DATA IN THIS EXERCISE:
++++++++++

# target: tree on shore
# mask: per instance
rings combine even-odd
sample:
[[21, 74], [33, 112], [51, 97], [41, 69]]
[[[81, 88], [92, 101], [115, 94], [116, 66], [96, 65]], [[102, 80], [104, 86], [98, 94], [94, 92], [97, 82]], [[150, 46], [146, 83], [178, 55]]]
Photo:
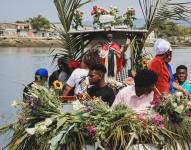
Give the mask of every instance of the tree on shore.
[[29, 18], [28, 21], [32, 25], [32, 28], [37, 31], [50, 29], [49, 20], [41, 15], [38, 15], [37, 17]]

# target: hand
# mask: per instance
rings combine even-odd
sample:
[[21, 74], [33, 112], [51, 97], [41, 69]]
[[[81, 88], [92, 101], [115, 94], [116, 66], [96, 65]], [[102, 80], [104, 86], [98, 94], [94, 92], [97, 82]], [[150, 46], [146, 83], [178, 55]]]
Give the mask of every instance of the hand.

++++++++++

WHAT TO DO: Can you rewrite the entire listing, requests included, raising every vertex coordinate in the answer outlines by 62 and leaving the sample outlines unchanged? Omit the pictures.

EXERCISE OUTPUT:
# target: tree on shore
# mask: per instance
rings combine even-odd
sample:
[[21, 74], [33, 112], [51, 97], [41, 69]]
[[[81, 88], [92, 101], [115, 94], [116, 66], [96, 65]], [[102, 80], [104, 86], [98, 94], [94, 92], [97, 82]], [[150, 46], [146, 83], [178, 55]]]
Photo:
Give the mask of every instance of the tree on shore.
[[91, 80], [90, 83], [94, 87], [94, 90], [99, 93], [112, 91], [111, 82], [103, 77], [100, 77], [99, 79]]

# target: hand
# mask: per instance
rings combine even-odd
sample:
[[21, 74], [33, 112], [51, 97], [41, 69]]
[[[81, 88], [92, 101], [115, 94], [116, 66], [96, 65]], [[102, 80], [104, 86], [98, 94], [94, 92], [97, 82]], [[150, 46], [146, 83], [178, 55]]]
Give the mask of every instance of the hand.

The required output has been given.